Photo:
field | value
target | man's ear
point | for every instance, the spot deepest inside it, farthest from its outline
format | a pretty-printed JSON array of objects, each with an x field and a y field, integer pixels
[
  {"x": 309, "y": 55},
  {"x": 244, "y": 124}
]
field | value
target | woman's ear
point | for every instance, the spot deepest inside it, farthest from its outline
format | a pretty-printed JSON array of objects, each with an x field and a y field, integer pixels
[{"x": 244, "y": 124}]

........

■ What you will do ■
Copy all of the data above, character for character, without changing anything.

■ Full response ■
Photo:
field | value
target | man's ear
point | for every instance, the spot deepest inside it, farthest from its outline
format | a pretty-printed JSON array of objects, each with an x field and a y field, integer pixels
[
  {"x": 309, "y": 55},
  {"x": 244, "y": 124}
]
field | value
target | woman's ear
point | for every instance, the spot deepest inside it, farthest from its outline
format | a pretty-printed JSON array of objects, each with an x field and a y field, integer pixels
[{"x": 244, "y": 124}]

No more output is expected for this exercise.